§ **PASSAGE PROVIDED**
· · · ·

Are Sevolites (or worse) inevitable if we study stem cells?Okal Rel Symbol

On the STIMULUS side of this issue, Dr. Miller calls for a science fiction reading list that supports scientific research through positive portrayals of its outcomes, instead of admonishing mankind for meddling with things better left alone.

I was surprised and disappointed to realize that Okal Rel Universe stories, featuring our bioengineered Sevolites, might weigh in on the wrong side of the argument. How, I wondered, is that possible when I am an advocate of stem cell research?

I think there are two reasons.

  • The first is simple. It is more fun to scare people than reassure them. Larger than life super beings sell books and make for interesting yarns. I am as guilty as anyone on that score. Sevolites are larger than life because they appealed to me that way, especially in my high school days. Who hasn't thought: If I was Sevolite (or whatever) I could ace this exam, or knock that annoying jerk across the room.

    As I matured, however, I found the conflicts generated by the existence and nature of Sevolites interesting. They evolved informed by a sense of irony and pathos intrinsic to actually embodying ideals (or their opposite) in human form, under the pressure of my co-author's more rigorous scientific training. Our regenerative highborns, for example, are prone to regenerative cancer.

  • The second reason bears more directly on Dr. Miller's call for supportive sci fi stories. We have stories, incomplete in most cases, which chronicle events on Earth that led to the creation of Sevolites. The gist of the history goes like this:
    1. Dr. Lorel founded the Self Evolved Society to offer deserving couples babies with improved potential, still based on the parents natural genetic contribution with a few tweaks. The screening process focused on selecting good parents with good motives. The research was inspired by a dream of bettering the lot of mankind by ensuring that the leaders of the future would possess compassion and a sense of social conscience as well as enhanced health and talents.
    2. People realized they would have to bioengineer themselves to succeed in space exploration.
    3. Reactionaries attached Dr. Lorel's very open and overtly humanitarian organization, even persecuting the original "Lorelites". This resulted in the Sanctity of Man laws, forbidding any research on humans or human genetic material.

· · · ·

§ **QUESTIONS TO ANSWER**
A - Answer these from the post on Sevolites and stem cell research:
(i) What kind of reading list does Dr. Miller call for?
(ii) What are the regenerative highborns prone to?
(iii) What did the Sanctity of Man laws forbid?
B - Write the next part of the post on Sevolites and stem cell research, picking up after its final sentence.

· · · ·

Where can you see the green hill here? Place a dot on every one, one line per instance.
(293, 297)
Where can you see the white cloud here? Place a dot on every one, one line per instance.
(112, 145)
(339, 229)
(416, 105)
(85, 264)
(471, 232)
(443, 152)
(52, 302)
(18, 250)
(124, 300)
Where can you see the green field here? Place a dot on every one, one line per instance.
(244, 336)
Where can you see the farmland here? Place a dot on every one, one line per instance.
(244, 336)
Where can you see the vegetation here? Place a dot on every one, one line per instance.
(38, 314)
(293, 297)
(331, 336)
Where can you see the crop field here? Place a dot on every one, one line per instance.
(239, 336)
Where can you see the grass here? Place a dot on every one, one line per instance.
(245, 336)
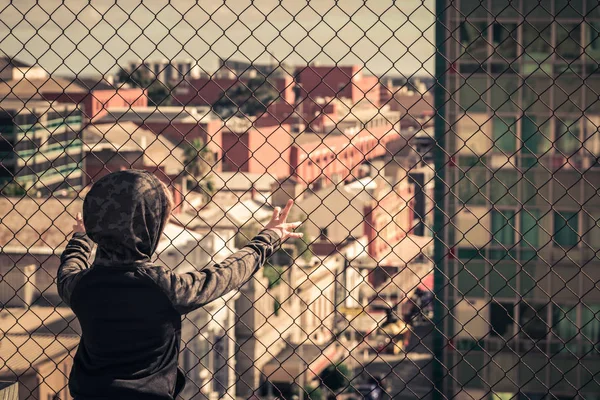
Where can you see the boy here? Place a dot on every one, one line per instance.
(130, 309)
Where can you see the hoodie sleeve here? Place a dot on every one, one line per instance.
(73, 261)
(193, 290)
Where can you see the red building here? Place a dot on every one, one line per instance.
(97, 98)
(338, 82)
(257, 150)
(389, 218)
(179, 125)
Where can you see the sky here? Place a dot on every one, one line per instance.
(96, 36)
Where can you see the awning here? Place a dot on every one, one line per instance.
(427, 282)
(288, 365)
(408, 250)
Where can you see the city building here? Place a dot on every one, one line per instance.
(92, 96)
(167, 71)
(347, 82)
(13, 69)
(37, 348)
(40, 146)
(179, 125)
(520, 122)
(111, 147)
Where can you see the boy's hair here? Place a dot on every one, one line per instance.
(170, 200)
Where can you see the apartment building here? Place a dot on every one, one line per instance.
(40, 146)
(520, 128)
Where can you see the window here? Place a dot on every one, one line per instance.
(504, 134)
(533, 320)
(471, 186)
(535, 135)
(473, 40)
(473, 94)
(323, 234)
(503, 279)
(566, 228)
(564, 327)
(504, 39)
(567, 41)
(502, 319)
(529, 228)
(593, 40)
(503, 231)
(590, 328)
(504, 188)
(471, 279)
(567, 136)
(537, 47)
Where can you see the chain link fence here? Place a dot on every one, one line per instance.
(443, 156)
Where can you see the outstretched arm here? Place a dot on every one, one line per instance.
(192, 290)
(73, 261)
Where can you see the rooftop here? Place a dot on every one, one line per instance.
(32, 88)
(127, 136)
(243, 181)
(159, 114)
(12, 62)
(36, 225)
(246, 212)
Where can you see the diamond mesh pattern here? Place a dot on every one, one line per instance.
(443, 156)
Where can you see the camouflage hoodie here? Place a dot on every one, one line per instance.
(130, 309)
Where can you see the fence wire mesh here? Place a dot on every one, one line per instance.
(442, 155)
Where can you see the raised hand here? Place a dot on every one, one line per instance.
(78, 227)
(279, 223)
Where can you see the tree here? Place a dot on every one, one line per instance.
(12, 189)
(335, 377)
(302, 245)
(251, 98)
(198, 161)
(313, 393)
(158, 93)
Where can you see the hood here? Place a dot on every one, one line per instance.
(124, 213)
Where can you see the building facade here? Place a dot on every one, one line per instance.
(40, 146)
(519, 121)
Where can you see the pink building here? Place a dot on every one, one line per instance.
(339, 81)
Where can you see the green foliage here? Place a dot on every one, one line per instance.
(273, 274)
(335, 377)
(276, 306)
(12, 189)
(302, 247)
(246, 233)
(158, 93)
(313, 393)
(198, 164)
(250, 99)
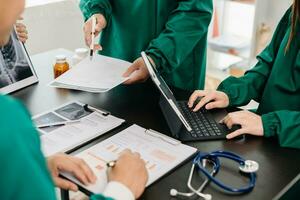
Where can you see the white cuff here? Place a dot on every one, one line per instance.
(118, 191)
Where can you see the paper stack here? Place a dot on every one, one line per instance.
(98, 75)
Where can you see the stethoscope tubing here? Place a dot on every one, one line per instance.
(214, 157)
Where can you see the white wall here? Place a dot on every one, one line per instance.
(54, 25)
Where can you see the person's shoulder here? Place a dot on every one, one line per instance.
(286, 19)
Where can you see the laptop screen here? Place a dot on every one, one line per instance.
(165, 91)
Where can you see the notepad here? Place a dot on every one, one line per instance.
(90, 124)
(160, 153)
(98, 75)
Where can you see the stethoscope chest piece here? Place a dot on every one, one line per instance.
(250, 166)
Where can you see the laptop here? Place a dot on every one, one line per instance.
(186, 125)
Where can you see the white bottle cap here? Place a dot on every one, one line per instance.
(61, 58)
(82, 52)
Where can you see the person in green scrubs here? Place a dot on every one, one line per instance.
(172, 32)
(274, 82)
(24, 172)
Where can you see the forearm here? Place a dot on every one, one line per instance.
(285, 125)
(186, 26)
(241, 91)
(91, 7)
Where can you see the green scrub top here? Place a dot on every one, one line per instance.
(23, 171)
(172, 32)
(275, 83)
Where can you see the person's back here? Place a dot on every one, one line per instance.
(22, 165)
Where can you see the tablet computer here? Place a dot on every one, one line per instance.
(16, 70)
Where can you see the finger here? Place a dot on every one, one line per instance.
(98, 47)
(22, 35)
(136, 154)
(87, 33)
(87, 171)
(194, 96)
(130, 70)
(212, 105)
(229, 123)
(132, 80)
(20, 27)
(236, 133)
(202, 102)
(65, 184)
(126, 151)
(75, 169)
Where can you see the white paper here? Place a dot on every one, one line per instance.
(67, 137)
(160, 155)
(100, 74)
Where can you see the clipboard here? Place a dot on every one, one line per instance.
(161, 153)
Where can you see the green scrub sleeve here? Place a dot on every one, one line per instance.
(186, 26)
(91, 7)
(285, 125)
(242, 90)
(100, 197)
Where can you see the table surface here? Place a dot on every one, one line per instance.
(139, 104)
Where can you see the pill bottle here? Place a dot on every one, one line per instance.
(61, 65)
(79, 55)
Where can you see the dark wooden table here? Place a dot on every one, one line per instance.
(139, 104)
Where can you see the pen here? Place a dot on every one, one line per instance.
(57, 124)
(111, 164)
(94, 21)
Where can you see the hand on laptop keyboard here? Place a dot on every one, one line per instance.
(208, 99)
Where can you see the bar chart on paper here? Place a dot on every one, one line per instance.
(159, 155)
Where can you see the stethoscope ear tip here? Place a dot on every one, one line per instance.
(207, 196)
(173, 192)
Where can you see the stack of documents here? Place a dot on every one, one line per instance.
(161, 154)
(98, 75)
(87, 124)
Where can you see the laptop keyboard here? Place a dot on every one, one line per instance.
(202, 122)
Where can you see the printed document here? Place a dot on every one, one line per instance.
(98, 75)
(160, 153)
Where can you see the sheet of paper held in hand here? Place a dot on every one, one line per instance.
(88, 125)
(98, 75)
(160, 153)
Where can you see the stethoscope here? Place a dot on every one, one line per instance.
(200, 161)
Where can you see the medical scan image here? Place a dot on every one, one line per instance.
(14, 66)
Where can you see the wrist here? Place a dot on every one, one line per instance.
(102, 20)
(118, 191)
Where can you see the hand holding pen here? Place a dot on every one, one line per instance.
(130, 170)
(91, 32)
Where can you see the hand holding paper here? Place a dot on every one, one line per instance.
(99, 75)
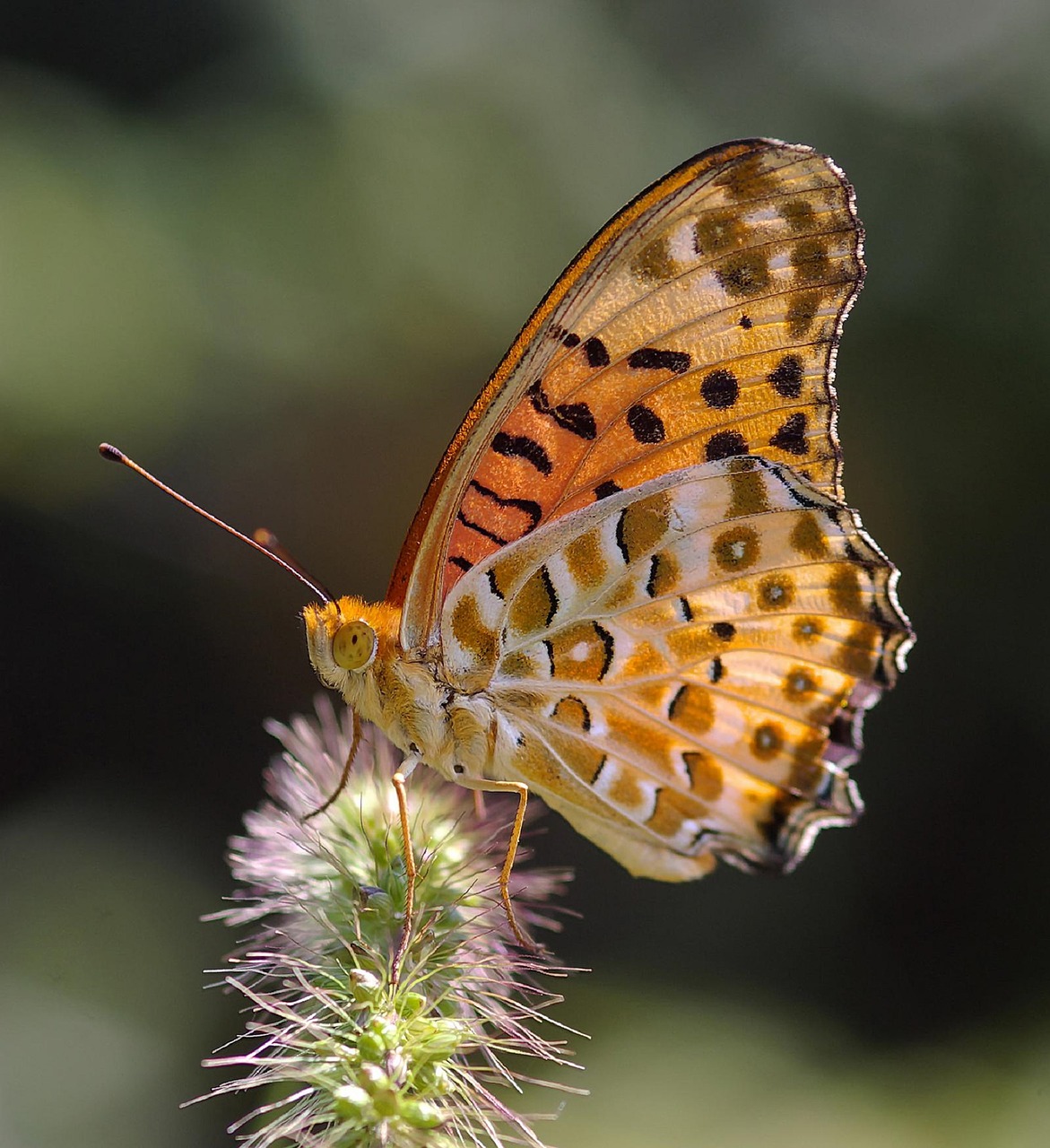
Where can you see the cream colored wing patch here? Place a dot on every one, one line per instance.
(681, 668)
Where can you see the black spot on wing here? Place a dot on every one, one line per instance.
(525, 505)
(521, 446)
(786, 377)
(646, 425)
(608, 644)
(725, 445)
(478, 528)
(573, 417)
(791, 438)
(720, 389)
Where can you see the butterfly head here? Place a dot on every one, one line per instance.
(347, 640)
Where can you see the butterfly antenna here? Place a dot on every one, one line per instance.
(270, 542)
(118, 456)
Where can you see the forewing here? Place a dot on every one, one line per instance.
(699, 324)
(681, 668)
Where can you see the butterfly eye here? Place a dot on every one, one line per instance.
(353, 646)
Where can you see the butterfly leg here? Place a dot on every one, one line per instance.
(522, 792)
(345, 774)
(398, 779)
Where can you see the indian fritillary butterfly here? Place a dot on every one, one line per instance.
(632, 586)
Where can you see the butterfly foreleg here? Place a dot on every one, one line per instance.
(344, 776)
(522, 791)
(398, 781)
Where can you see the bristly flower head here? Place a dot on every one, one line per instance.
(350, 1054)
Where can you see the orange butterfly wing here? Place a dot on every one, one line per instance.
(699, 324)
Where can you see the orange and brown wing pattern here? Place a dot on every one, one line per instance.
(681, 668)
(700, 324)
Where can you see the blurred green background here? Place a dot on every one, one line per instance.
(273, 249)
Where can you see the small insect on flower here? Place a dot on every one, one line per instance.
(352, 1048)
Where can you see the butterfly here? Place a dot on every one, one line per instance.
(632, 586)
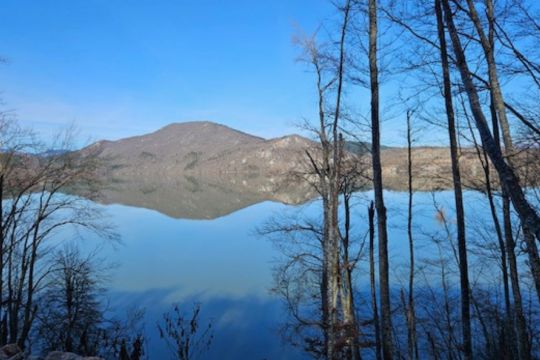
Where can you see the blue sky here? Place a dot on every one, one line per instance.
(120, 68)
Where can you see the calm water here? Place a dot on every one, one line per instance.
(227, 268)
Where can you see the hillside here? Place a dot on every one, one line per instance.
(206, 170)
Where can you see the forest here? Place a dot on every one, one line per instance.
(465, 70)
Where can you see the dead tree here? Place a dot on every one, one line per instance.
(458, 193)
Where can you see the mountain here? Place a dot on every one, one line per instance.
(201, 148)
(203, 170)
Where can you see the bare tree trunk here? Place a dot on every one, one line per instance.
(384, 286)
(499, 105)
(371, 216)
(509, 180)
(349, 312)
(412, 343)
(523, 346)
(458, 194)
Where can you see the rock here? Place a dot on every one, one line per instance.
(11, 352)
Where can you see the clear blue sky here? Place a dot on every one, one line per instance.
(120, 68)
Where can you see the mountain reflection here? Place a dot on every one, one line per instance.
(197, 197)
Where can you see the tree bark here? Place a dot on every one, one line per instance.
(384, 286)
(458, 193)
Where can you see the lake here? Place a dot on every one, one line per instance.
(226, 266)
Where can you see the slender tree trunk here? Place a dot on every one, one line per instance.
(509, 180)
(378, 347)
(458, 194)
(523, 346)
(384, 286)
(349, 312)
(499, 105)
(412, 343)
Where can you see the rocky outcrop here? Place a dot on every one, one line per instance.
(58, 355)
(13, 352)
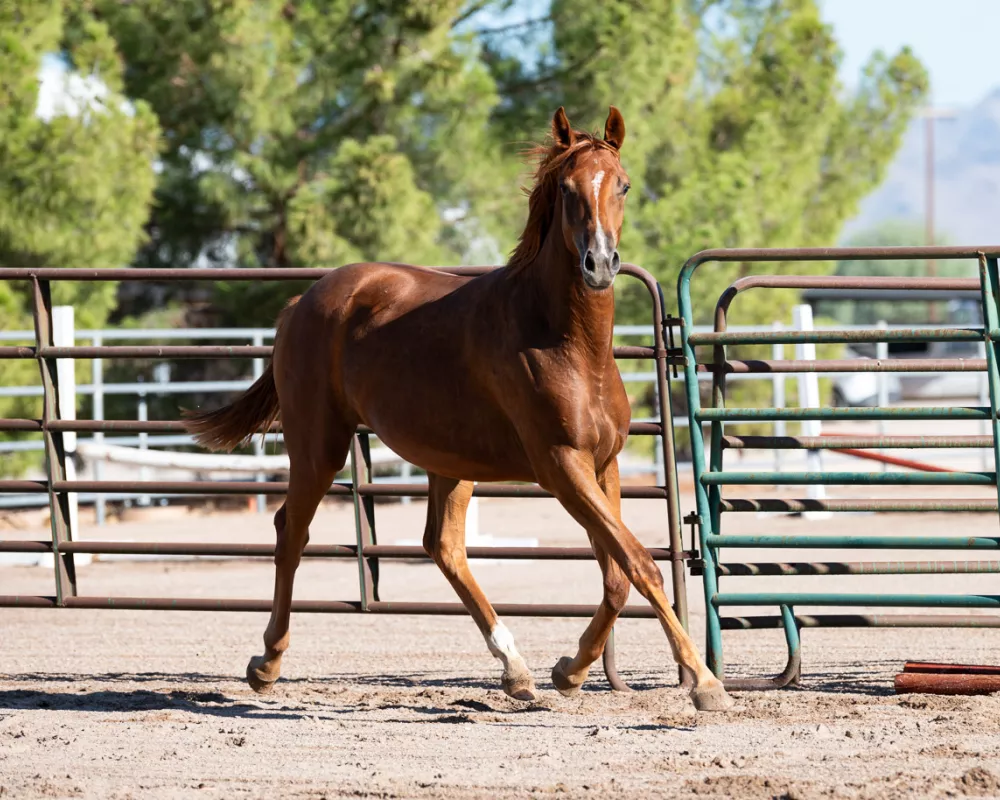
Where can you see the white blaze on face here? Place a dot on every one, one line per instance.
(501, 644)
(602, 242)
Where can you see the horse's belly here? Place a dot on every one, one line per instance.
(465, 440)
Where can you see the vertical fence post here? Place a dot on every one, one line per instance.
(882, 382)
(364, 518)
(97, 382)
(258, 444)
(778, 398)
(809, 398)
(143, 416)
(985, 453)
(989, 278)
(55, 450)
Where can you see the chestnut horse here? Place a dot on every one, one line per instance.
(508, 376)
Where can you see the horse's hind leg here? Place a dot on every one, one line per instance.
(444, 541)
(569, 674)
(314, 464)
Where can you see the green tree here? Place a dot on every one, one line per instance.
(739, 133)
(306, 133)
(75, 186)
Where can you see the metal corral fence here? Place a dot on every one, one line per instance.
(99, 447)
(64, 543)
(711, 477)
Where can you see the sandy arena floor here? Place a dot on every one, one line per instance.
(152, 705)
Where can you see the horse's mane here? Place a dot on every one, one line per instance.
(542, 196)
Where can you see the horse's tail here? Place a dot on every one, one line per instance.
(252, 412)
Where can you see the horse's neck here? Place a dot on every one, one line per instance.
(582, 317)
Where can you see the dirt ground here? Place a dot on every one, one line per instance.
(123, 704)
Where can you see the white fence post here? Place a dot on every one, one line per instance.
(64, 335)
(97, 381)
(882, 383)
(142, 415)
(809, 398)
(778, 395)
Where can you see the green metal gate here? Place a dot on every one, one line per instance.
(710, 478)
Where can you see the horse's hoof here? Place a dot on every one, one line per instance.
(712, 697)
(520, 687)
(567, 685)
(257, 678)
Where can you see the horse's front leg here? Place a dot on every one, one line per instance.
(569, 475)
(569, 674)
(444, 541)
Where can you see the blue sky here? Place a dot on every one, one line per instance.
(955, 39)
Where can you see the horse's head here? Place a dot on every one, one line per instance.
(592, 189)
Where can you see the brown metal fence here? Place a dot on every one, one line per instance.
(361, 488)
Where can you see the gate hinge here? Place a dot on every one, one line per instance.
(694, 520)
(674, 353)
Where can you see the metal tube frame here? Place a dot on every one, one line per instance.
(361, 489)
(709, 479)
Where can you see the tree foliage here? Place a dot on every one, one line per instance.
(75, 181)
(290, 133)
(740, 133)
(890, 234)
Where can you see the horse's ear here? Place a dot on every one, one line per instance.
(561, 130)
(614, 129)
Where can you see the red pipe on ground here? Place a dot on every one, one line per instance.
(941, 683)
(920, 466)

· · · ·

§ **WRITTEN ANSWERS**
A -
(i) A science fiction reading list that supports scientific research through positive portrayals of its outcomes.
(ii) Regenerative cancer.
(iii) Any research on humans or human genetic material.

B -
    4. Commercial motivation to do the research anyway helped Dr. Lorel's disillusioned son Damien find a loop hole in the Sanctity of Man laws by defining rules under which the products of his company, Self Evolved Limited, could be non-human for legal purposes. In the early days they were non-human in reality, for the most part, as well. Damien's goal was--like Magneto's in the X-Men--to reject mankind and secretly plan for its conquest.
    5. Damien's wife, Amanda Lorel (also a product of the Self Evolved Society), quietly subverted Damien's plans by reintroducing humanity into the Sevolites as they became increasingly abused by the appetites of legal humans for a variety of purposes.
    6. When things got very bad, a group of Sevolites and their human allies the Beyonders, broke away and founded Gelion.
    7. Eventually there was a terrible war, in which modern Sevolties believe Earth was destroyed, which becomes the ancestral myth underpinning Okal Rel's horror of unlimited warfare.


    To make a long story short, all the evil that comes of bioengineering human beings, in the Okal Rel Universe series, is a consequence of letting it happen for the wrong reasons. And THAT happens because people were too blinded by ignorance and fear to let it happen openly, for the right reasons.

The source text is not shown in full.